PAGE EXCERPT
Re: How to properly fix reading user pointers in bpf in android kernel 4.9?

2024-05-24 Thread Bagas Sanjaya
[also Cc: bpf maintainers and get_maintainer output]

On Thu, May 23, 2024 at 07:52:22PM +0300, Marcel wrote:
> This seems that it was a long standing problem with the Linux kernel in 
> general. bpf_probe_read should have worked for both kernel and user pointers 
> but it fails with access error when reading an user one instead. 
> 
> I know there's a patch upstream that fixes this by introducing new helpers 
> for reading kernel and userspace pointers and I tried to back port them back 
> to my kernel but with no success. Tools like bcc fail to use them and instead 
> they report that the arguments sent to the helpers are invalid. I assume this 
> is due to the arguments ARG_CONST_STACK_SIZE and ARG_PTR_TO_RAW_STACK handle 
> data different in the 4.9 android version and the upstream version but I'm 
> not sure that this is the cause. I left the patch I did below and with a link 
> to the kernel I'm working on and maybe someone can take a look and give me an 
> hand (the patch isn't applied yet)

What upstream patch? Has it already been in mainline?

> 
> 
> 
> diff --git a/include/uapi/linux/bpf.h b/include/uapi/linux/bpf.h
> index 744b4763b80e..de94c13b7193 100644
> --- a/include/uapi/linux/bpf.h
> +++ b/include/uapi/linux/bpf.h
> @@ -559,6 +559,43 @@ enum bpf_func_id {
> */
> BPF_FUNC_probe_read_user,
>  
> +   /**
> +   * int bpf_probe_read_kernel(void *dst, int size, void *src)
> +   * Read a kernel pointer safely.
> +   * Return: 0 on success or negative error
> +   */
> +   BPF_FUNC_probe_read_kernel,
> +
> + /**
> +  * int bpf_probe_read_str(void *dst, int size, const void *unsafe_ptr)
> +  * Copy a NUL terminated string from user unsafe address. In case 
> the string
> +  * length is smaller than size, the target is not padded with 
> further NUL
> +  * bytes. In case the string length is larger than size, just 
> count-1
> +  * bytes are copied and the last byte is set to NUL.
> +  * @dst: destination address
> +  * @size: maximum number of bytes to copy, including the trailing 
> NUL
> +  * @unsafe_ptr: unsafe address
> +  * Return:
> +  *   > 0 length of the string including the trailing NUL on success
> +  *   < 0 error
> +  */
> + BPF_FUNC_probe_read_user_str,
> +
> + /**
> +  * int bpf_probe_read_str(void *dst, int size, const void *unsafe_ptr)

EXCERPTED RECORDS
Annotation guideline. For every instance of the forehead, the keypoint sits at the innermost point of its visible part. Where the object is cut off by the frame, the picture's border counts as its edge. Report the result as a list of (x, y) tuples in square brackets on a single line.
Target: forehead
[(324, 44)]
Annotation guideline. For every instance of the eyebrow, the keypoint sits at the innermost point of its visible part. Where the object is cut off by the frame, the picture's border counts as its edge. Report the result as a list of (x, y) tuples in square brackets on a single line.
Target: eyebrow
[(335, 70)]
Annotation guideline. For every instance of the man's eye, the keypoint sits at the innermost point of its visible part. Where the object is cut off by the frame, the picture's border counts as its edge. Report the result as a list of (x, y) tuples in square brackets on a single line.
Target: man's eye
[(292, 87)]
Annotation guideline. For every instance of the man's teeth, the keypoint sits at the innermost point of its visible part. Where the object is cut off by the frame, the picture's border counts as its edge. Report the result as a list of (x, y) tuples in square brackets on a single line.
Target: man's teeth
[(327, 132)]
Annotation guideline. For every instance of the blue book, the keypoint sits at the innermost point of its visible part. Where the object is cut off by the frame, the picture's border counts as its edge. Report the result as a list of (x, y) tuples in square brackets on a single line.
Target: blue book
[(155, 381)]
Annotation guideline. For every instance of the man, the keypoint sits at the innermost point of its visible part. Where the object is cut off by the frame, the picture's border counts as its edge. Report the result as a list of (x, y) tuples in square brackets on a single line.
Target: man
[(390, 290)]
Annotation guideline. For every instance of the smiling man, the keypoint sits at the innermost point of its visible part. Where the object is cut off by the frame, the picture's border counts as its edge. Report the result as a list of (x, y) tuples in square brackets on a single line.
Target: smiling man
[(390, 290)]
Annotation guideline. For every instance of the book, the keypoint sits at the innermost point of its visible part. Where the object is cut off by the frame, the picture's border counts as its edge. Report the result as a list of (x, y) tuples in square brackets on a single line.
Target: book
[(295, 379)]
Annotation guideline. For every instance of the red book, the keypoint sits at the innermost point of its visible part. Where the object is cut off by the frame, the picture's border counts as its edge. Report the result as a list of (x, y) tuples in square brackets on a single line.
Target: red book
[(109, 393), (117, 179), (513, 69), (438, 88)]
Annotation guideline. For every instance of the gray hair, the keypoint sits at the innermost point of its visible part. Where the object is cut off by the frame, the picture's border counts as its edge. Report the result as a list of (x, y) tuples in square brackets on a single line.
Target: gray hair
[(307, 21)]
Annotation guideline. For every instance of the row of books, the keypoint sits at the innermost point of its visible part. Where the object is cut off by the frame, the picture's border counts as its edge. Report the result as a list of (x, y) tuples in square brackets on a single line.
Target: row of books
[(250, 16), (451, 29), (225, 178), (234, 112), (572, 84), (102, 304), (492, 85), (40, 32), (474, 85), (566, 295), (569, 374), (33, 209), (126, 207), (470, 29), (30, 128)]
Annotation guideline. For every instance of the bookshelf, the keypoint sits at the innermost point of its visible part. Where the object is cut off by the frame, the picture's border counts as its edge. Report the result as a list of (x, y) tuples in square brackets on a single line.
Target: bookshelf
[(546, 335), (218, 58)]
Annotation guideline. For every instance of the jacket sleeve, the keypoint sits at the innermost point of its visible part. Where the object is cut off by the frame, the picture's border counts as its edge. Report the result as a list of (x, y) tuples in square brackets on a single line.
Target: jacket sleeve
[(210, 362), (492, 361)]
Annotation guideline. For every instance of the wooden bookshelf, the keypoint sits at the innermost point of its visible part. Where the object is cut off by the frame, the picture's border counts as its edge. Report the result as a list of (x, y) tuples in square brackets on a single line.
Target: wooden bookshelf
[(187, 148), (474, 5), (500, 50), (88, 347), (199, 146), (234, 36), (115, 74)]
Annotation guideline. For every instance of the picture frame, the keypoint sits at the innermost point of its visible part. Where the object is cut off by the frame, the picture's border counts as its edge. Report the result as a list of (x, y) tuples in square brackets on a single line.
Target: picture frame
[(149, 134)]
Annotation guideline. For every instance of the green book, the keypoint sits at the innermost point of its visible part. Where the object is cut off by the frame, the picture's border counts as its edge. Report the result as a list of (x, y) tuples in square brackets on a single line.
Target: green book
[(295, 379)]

WORK TO COMPLETE
(a) According to the bpf thread, what happens when bpf_probe_read is used to read a user pointer?
(b) Return the part of the bpf thread between "2024-05-24 Thread Bagas" and "user one instead.", inclusive, copied exactly.

ANSWERS
(a) It fails with an access error.

(b)
2024-05-24 Thread Bagas Sanjaya
[also Cc: bpf maintainers and get_maintainer output]

On Thu, May 23, 2024 at 07:52:22PM +0300, Marcel wrote:
> This seems that it was a long standing problem with the Linux kernel in 
> general. bpf_probe_read should have worked for both kernel and user pointers 
> but it fails with access error when reading an user one instead.